• **Source text**:

Schematic of the experimental setup used to create submerged MWPJ: a 3D view and b 2D view

A solid-state microwave generator (GMS200W, SAIREM) transmits the microwave at 2.45 GHz via a coaxial cable to the surfatron. A feeding gas (argon, with (or without) nitrogen or oxygen as an additive gas), with a purity of 99.999%, is supplied through the quartz tube using a mass flow controller. To generate the plasma, argon is used as the feeding gas with a flow rate of 1 L/min at a standard temperature and pressure condition (20 °C and 1 atm.) and at initial microwave power (μWP) of 50 W. As seeding electrons are not enough to absorb the µWP and ignite the plasma, we use a high frequency (~ 500 kHz) generator (BD-10ASV, ETP) to generate sparks close to the quartz tube providing thus extra electrons that can absorb the microwave power and sustain the plasma inside the quartz tube. Then, an operating conditions, such as a gas composition, gas flow rate, and μWP are adjusted after the plasma ignition. Note that to maintain the plasma in a stable manner, the surfatron is cooled by chilled water supplied at 16 °C, and a forced dry air flow between the surfatron and the quartz tube to cool the latter.

• **Provided data**:
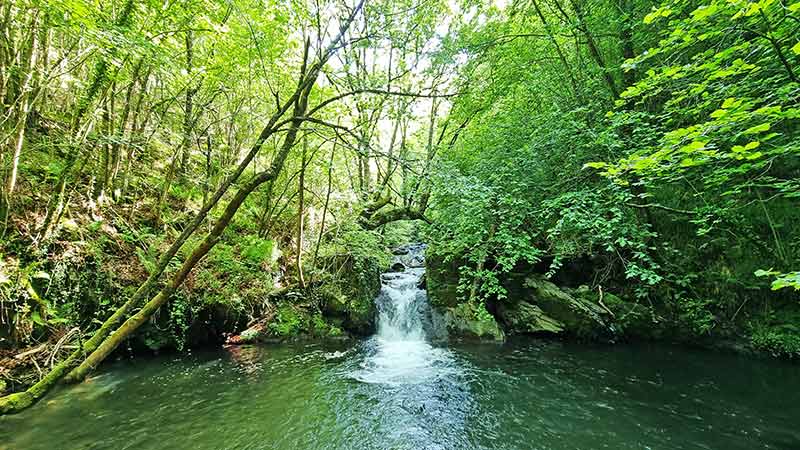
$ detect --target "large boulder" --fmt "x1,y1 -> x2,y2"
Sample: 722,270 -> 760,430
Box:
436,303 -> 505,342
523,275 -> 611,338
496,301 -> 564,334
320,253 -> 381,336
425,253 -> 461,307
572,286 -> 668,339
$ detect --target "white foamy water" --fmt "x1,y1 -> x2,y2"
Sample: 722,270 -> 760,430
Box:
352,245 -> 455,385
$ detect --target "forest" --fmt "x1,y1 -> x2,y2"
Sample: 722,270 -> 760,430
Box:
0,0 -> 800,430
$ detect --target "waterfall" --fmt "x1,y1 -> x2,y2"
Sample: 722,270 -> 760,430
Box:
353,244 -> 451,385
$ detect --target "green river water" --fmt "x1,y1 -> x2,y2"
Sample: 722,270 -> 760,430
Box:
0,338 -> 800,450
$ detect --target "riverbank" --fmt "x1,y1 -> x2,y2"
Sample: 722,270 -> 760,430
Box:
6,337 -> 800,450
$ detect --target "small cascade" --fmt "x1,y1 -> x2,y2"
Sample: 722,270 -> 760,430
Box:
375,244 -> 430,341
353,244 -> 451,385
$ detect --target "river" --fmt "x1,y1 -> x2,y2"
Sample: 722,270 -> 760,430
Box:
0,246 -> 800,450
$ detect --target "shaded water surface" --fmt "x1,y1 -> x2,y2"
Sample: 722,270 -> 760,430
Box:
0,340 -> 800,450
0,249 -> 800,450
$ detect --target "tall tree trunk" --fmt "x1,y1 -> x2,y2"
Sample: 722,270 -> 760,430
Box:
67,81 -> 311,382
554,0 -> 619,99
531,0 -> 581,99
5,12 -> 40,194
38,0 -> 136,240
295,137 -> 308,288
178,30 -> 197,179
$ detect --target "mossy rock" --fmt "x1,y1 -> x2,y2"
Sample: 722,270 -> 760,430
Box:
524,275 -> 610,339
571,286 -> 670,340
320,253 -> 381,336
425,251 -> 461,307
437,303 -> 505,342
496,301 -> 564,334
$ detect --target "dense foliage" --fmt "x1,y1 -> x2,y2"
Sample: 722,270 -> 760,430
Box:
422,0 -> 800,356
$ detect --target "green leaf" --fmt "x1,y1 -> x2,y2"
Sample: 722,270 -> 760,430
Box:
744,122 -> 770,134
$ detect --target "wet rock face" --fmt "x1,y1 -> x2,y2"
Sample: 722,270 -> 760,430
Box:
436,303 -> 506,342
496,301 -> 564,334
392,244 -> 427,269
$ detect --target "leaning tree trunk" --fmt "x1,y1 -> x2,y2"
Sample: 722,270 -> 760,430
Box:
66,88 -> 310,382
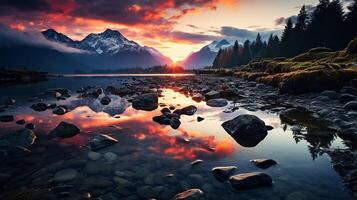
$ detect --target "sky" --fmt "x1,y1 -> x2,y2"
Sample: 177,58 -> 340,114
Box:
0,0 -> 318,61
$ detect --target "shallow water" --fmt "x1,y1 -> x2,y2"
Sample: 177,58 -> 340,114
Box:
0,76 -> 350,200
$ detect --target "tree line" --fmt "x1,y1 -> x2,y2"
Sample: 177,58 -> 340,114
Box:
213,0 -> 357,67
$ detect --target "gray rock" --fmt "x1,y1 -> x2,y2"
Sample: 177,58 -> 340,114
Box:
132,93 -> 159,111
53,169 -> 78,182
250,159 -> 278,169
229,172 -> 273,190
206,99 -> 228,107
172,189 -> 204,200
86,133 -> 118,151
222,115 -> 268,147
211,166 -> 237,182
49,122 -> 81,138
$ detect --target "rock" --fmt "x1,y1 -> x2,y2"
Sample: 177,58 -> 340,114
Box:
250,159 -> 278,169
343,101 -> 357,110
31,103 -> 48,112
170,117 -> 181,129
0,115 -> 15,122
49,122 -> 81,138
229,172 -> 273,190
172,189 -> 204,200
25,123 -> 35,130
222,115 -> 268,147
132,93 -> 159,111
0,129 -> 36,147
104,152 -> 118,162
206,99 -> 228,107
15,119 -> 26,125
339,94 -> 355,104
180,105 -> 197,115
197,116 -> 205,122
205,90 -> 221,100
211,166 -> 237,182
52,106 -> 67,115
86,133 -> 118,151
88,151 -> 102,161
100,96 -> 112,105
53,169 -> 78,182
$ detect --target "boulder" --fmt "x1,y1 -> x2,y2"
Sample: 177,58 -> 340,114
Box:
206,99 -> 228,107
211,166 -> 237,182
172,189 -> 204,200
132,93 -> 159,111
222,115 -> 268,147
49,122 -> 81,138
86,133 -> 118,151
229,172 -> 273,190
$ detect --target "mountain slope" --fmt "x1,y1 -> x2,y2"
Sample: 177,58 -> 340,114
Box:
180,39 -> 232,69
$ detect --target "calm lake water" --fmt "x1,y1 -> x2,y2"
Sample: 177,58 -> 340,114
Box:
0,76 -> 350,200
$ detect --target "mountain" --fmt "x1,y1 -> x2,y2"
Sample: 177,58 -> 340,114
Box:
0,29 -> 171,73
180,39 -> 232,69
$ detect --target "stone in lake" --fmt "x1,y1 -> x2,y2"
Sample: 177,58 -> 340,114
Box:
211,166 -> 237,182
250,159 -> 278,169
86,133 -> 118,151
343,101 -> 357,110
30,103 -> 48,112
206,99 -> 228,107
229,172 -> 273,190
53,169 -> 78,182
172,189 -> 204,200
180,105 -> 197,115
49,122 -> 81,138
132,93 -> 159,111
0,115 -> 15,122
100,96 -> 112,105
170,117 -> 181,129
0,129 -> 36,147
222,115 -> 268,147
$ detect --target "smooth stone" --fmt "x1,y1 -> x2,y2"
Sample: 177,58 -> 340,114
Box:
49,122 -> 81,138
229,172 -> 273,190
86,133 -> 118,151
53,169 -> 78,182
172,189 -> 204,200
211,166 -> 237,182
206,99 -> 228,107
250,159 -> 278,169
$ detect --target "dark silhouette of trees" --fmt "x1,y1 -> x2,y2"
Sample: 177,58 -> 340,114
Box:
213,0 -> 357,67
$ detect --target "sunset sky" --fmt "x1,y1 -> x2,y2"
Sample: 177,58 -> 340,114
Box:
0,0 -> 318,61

• **Given task A**: Can you rescale the entries from their start through the line containing "0,249 -> 800,450", both ends included, and return only those lines with their requests? Multiply each box coordinate in the answers by 0.25 and round to whole numbers, halves up, leaving the requests and their sample formats unchanged and the pictures out.
• **Given task B**: Could you resume the passage on the microwave plasma jet setup, writing on from its last sentence?
The passage on the microwave plasma jet setup and the entries are unrelated material.

• **Task response A**:
$ detect --target "large boulder" --fmt "x1,y1 -> x2,y2"
Sample: 722,270 -> 760,430
Box:
109,76 -> 126,86
131,69 -> 153,85
124,75 -> 141,84
80,63 -> 95,84
106,63 -> 115,77
143,72 -> 167,85
$ detect --target "white foamy water" --fmt "x1,y1 -> x2,y2"
Sample: 722,270 -> 760,430
Box:
88,61 -> 114,96
$ detect --target "forest" --fmt "x1,y1 -> x2,y2"
Sample: 722,270 -> 760,430
Box:
0,0 -> 200,108
$ detect --target "waterfall" --fmt "x1,y1 -> x2,y2"
Sample: 722,270 -> 760,430
Box:
88,61 -> 113,96
$ detect --target "green river water" --fmt "x1,y1 -> x2,y2"
Sample: 722,270 -> 760,430
Box:
0,85 -> 200,113
$ detect --target "riverbank" --fmt "x1,y1 -> x2,y2"
Sample: 722,270 -> 760,430
Box:
2,84 -> 200,113
$ detect --target "small cascade" --fmt "x1,y1 -> x2,y2"
Sample: 722,270 -> 760,430
Box:
94,61 -> 108,85
88,61 -> 113,96
$ detect --target "river" --fmt "x1,y1 -> x2,y2"
Sample: 722,270 -> 760,430
Box:
0,62 -> 200,113
$ detect --target "shaded water surface" --fmt "x1,y1 -> x2,y2"
Sample: 722,270 -> 760,430
Box:
0,85 -> 200,113
0,62 -> 200,113

• **Task response B**:
To analyze bubble dynamics occurring with MWPJ injected into water, a high-speed imaging is adopted. A high-speed camera (Image Pro HS, LaVision) is placed in the x–z plane shown in Fig. 1, and a light-emitting diode (LED) lamp (SST-90, Luminus) is located on the other side of the camera to illuminate the area of interest. The exposure time and a framing rate are 0.47 ms and 2 kHz, respectively. An optical emission spectroscopy is also adopted to further investigate detailed characteristics of MWPJ in water, such as plasma species and temperature. A spectrometer (SP2750, Princeton Instruments) equipped with a grating (900 grooves/mm, blazed at visible), an optical fiber (LG-455-020-3, Princeton Instruments), and an ICCD camera (PI-MAX3, Princeton Instrument) is used. The width of the spectrometer’s entrance slit is set at 100 µm, and a resulted spectral resolution of the system is 0.036 nm.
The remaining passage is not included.